** 给定指令 1 **
所给文段在创建reCAPTCHA v2任务时，把任务类型设为什么？

─── 所给文段 ───

6.2 Anti-Captcha服务集成

class AntiCaptchaSolver:
    def __init__(self, api_key):
        self.api_key = api_key
        self.base_url = "https://api.anti-captcha.com"
    
    def solve_recaptcha_v2(self, site_key, page_url):
        """解决reCAPTCHA v2"""
        # 创建任务
        task_data = {
            "clientKey": self.api_key,
            "task": {
                "type": "NoCaptchaTaskProxyless",
                "websiteURL": page_url,
                "websiteKey": site_key
            }
        }
        
        response = requests.post(f"{self.base_url}/createTask", json=task_data)
        result = response.json()
        
        if result["errorId"] == 0:
            task_id = result["taskId"]
            print(f"Anti-Captcha任务创建成功,任务ID: {task_id}")
            
            # 轮询获取结果
            for _ in range(30):
                time.sleep(5)
                solution = self._get_task_result(task_id)
                if solution["status"] == "ready":
                    return solution["solution"]["gRecaptchaResponse"]
                elif solution["status"] == "processing":
                    continue
                else:
                    raise Exception(f"Anti-Captcha任务失败: {solution}")

─── 本题条目 ───

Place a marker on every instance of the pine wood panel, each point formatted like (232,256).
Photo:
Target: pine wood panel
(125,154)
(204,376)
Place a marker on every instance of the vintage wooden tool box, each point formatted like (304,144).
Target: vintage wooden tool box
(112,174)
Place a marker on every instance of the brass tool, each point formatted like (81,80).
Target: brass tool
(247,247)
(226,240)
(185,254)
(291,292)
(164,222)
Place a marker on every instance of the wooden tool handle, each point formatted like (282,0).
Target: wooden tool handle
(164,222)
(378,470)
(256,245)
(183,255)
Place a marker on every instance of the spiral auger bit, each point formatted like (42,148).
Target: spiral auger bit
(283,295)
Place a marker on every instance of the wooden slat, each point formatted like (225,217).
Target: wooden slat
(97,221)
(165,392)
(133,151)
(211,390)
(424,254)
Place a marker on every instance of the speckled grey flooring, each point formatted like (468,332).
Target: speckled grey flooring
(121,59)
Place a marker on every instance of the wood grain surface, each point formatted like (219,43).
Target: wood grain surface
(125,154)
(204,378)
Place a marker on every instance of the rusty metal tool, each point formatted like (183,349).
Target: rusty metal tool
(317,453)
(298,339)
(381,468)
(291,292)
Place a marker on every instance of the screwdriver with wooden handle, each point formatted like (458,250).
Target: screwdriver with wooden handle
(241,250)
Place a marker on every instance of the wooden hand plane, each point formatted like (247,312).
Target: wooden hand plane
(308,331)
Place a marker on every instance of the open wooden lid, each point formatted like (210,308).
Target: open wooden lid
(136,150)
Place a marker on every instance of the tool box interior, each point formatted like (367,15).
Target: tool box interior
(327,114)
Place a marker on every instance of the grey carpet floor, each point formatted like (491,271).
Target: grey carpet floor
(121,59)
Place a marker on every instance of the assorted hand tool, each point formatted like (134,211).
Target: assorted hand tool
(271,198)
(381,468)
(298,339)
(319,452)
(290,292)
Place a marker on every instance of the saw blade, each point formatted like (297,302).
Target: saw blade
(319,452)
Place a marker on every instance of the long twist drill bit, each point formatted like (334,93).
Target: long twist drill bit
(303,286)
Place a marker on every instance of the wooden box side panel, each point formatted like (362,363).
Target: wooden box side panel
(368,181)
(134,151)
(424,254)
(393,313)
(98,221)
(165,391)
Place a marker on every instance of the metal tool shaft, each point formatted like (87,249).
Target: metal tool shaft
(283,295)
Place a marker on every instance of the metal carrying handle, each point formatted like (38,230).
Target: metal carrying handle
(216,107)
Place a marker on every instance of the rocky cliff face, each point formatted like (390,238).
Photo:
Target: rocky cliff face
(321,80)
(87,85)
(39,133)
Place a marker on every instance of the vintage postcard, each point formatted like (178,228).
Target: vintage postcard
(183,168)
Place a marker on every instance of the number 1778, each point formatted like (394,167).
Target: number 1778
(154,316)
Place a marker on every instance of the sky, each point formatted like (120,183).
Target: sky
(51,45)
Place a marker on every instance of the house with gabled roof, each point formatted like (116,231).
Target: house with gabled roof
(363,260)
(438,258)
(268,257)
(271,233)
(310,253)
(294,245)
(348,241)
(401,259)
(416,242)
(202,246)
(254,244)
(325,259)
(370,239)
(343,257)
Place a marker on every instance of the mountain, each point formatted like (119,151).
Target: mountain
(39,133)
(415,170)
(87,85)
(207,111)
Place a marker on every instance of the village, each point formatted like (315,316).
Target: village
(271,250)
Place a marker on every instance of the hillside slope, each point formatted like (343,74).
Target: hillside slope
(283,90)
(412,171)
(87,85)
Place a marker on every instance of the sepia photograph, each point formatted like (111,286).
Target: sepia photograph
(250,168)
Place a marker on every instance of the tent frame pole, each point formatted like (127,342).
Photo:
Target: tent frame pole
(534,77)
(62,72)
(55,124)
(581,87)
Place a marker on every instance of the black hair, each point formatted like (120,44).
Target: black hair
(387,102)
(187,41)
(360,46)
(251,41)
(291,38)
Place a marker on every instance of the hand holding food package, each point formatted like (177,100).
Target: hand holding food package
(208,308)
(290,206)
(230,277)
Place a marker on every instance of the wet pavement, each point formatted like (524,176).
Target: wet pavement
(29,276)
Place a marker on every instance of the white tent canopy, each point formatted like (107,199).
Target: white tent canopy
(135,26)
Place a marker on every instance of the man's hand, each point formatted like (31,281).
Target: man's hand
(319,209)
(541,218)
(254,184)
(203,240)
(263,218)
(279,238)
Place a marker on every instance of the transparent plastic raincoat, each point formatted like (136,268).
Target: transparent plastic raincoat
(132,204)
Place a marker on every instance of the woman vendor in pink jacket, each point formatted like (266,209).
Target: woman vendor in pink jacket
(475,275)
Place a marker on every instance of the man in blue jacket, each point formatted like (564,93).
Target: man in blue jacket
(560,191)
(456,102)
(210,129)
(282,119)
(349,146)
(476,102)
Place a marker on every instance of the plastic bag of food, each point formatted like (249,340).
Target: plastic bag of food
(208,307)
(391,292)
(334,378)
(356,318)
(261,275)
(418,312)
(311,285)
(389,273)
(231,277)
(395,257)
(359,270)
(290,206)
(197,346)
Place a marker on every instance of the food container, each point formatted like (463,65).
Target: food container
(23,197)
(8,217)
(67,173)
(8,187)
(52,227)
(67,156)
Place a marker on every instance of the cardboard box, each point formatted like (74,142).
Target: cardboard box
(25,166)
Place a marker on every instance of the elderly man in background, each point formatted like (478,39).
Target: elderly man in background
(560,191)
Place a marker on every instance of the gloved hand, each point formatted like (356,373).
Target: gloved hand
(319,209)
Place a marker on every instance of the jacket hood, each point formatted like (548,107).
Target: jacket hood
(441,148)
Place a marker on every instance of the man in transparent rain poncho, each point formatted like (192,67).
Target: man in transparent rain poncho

───

** 给定指令 2 **
请修改条目中从含有“Place a marker on every instance of the elderly”的那一行到条目末尾的各行（首尾均包括在内），把“jacket hood”替换为“raincoat hood”，其余内容一律不变，只输出这些行。

** 完整解答 1 **
NoCaptchaTaskProxyless

** 完整解答 2 **
Place a marker on every instance of the elderly man in background, each point formatted like (478,39).
Target: elderly man in background
(560,191)
Place a marker on every instance of the gloved hand, each point formatted like (356,373).
Target: gloved hand
(319,209)
Place a marker on every instance of the raincoat hood, each point formatted like (548,107).
Target: raincoat hood
(441,148)
Place a marker on every instance of the man in transparent rain poncho, each point formatted like (192,67).
Target: man in transparent rain poncho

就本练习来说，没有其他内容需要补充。